Entries supplied section start

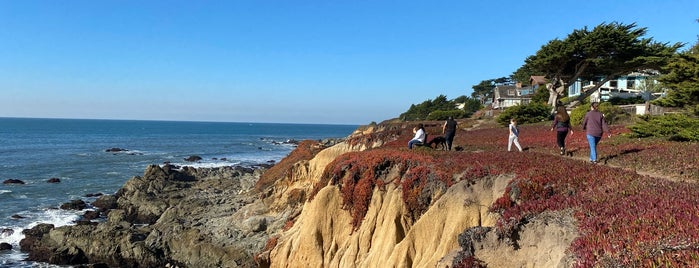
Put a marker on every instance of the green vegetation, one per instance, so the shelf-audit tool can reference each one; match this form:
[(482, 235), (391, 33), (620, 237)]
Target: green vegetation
[(608, 50), (675, 127), (612, 114), (682, 79)]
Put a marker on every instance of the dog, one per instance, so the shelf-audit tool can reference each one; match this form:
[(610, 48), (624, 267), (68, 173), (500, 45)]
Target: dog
[(438, 142)]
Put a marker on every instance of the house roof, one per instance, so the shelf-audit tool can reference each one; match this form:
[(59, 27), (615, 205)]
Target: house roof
[(511, 92), (537, 80)]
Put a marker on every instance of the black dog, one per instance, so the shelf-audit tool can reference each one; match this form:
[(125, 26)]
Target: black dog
[(439, 141)]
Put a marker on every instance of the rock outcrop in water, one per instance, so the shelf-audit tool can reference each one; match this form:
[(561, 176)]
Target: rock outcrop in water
[(186, 218), (224, 217)]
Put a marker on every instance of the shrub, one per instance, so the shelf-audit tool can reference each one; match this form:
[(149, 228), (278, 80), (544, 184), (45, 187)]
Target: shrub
[(530, 113), (612, 114), (443, 115), (625, 101), (675, 127)]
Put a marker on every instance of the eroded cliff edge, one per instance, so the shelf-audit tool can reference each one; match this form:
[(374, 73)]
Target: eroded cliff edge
[(300, 213)]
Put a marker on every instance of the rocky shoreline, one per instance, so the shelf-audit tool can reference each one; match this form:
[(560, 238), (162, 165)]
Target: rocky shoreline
[(169, 217)]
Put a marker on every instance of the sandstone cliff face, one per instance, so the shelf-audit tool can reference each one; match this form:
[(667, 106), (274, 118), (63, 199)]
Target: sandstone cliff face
[(214, 218), (323, 236)]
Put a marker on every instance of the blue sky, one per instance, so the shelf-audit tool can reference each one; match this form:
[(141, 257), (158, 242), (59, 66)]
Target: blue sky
[(334, 62)]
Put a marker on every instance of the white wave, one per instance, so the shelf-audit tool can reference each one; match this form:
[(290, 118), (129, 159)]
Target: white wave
[(57, 217)]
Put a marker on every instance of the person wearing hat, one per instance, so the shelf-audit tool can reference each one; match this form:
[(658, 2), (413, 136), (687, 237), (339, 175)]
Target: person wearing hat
[(594, 125)]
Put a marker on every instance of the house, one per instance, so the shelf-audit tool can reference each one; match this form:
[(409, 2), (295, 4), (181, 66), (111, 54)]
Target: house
[(537, 80), (632, 85), (510, 95)]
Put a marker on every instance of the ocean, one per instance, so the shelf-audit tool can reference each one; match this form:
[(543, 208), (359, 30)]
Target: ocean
[(77, 152)]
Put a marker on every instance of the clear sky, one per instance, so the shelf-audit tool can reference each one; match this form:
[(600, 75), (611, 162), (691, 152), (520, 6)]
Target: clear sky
[(335, 62)]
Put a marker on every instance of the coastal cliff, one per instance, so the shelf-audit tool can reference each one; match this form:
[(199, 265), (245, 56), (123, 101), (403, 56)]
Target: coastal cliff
[(364, 202)]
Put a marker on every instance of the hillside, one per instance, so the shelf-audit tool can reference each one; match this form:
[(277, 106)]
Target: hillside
[(385, 205), (368, 201)]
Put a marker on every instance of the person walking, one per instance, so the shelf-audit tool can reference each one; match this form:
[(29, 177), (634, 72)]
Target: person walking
[(514, 135), (594, 126), (449, 131), (561, 122), (419, 137)]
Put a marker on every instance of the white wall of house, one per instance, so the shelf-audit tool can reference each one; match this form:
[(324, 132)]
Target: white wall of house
[(625, 87)]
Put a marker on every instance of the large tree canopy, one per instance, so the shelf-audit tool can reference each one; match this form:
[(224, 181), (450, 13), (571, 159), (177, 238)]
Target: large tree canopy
[(682, 79), (607, 51)]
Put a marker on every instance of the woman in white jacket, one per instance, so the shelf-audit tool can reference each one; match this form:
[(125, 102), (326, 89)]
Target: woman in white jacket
[(419, 136)]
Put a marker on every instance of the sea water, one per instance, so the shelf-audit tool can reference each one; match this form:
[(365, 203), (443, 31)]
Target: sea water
[(76, 152)]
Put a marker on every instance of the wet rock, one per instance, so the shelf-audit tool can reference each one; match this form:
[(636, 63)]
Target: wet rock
[(193, 158), (94, 195), (7, 231), (74, 205), (12, 181), (105, 202), (5, 246)]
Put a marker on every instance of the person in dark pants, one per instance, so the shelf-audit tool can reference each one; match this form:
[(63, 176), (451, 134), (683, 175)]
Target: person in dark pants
[(561, 123), (594, 125), (449, 131)]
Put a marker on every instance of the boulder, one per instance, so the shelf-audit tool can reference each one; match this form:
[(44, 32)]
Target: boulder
[(105, 202), (74, 205), (193, 158), (94, 195), (12, 181), (7, 231)]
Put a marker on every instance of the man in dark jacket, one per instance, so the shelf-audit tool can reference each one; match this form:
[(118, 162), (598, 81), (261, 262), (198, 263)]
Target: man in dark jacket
[(449, 131), (594, 125)]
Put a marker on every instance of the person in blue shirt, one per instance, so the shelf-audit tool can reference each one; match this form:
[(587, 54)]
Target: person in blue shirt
[(514, 135)]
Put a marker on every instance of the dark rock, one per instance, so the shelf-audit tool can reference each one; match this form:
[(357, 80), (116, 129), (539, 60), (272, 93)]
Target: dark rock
[(74, 205), (7, 231), (32, 238), (5, 246), (193, 158), (94, 195), (12, 181), (242, 169), (106, 202), (90, 215)]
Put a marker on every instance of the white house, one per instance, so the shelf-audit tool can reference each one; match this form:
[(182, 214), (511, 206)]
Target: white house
[(510, 95), (627, 86)]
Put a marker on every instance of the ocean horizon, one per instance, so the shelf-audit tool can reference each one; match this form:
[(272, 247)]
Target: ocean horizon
[(97, 156)]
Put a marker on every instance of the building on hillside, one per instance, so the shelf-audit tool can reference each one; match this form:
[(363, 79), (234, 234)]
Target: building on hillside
[(633, 85), (510, 95), (536, 81)]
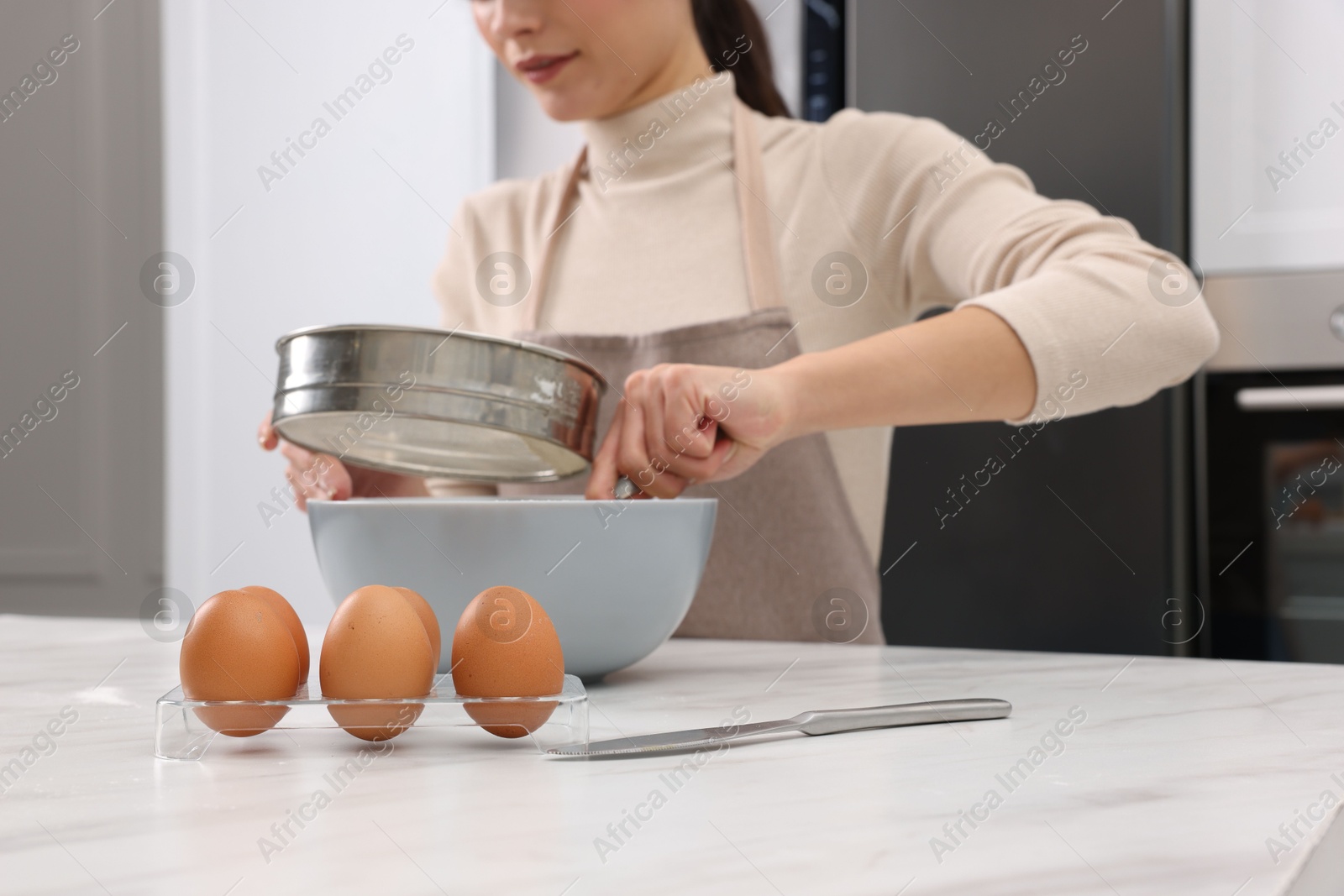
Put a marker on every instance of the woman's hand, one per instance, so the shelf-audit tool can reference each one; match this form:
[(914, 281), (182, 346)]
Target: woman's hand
[(323, 477), (685, 423)]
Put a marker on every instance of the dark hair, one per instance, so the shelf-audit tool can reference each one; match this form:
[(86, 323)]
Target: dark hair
[(734, 39)]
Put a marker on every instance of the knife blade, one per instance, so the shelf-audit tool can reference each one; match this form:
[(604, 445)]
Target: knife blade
[(819, 721)]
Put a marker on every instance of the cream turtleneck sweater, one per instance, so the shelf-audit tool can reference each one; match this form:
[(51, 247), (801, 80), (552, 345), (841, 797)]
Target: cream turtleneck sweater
[(655, 244)]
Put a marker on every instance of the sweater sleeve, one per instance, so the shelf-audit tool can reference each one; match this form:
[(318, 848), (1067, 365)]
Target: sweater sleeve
[(1089, 300)]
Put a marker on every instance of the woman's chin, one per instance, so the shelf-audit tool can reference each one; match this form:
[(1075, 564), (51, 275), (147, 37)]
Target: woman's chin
[(562, 105)]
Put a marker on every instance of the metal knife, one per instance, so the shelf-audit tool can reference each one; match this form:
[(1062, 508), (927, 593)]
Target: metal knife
[(819, 721)]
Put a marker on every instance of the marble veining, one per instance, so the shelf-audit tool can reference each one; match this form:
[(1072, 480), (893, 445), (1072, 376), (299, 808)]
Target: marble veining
[(1173, 777)]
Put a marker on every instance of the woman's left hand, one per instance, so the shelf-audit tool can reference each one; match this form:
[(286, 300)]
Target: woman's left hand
[(685, 423)]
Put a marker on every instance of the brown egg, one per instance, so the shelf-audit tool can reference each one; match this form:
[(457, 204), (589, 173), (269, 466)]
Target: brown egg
[(506, 647), (296, 627), (427, 614), (376, 647), (239, 647)]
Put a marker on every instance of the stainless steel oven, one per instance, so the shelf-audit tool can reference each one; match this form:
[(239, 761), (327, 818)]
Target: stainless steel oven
[(1274, 506), (1268, 230)]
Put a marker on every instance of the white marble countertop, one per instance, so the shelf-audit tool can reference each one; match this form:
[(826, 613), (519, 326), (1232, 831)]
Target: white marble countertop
[(1173, 782)]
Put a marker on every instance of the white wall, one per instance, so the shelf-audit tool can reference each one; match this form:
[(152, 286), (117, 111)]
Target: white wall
[(351, 233)]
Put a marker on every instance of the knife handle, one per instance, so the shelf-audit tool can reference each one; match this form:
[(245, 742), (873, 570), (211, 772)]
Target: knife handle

Entries supplied section end

» **Task details**
If a line in the records contains "handle", report it.

» **Your response**
Put a marker on every instance of the knife handle, one per instance, so the shelf-audit tool can reference each one; match this form:
Target: knife handle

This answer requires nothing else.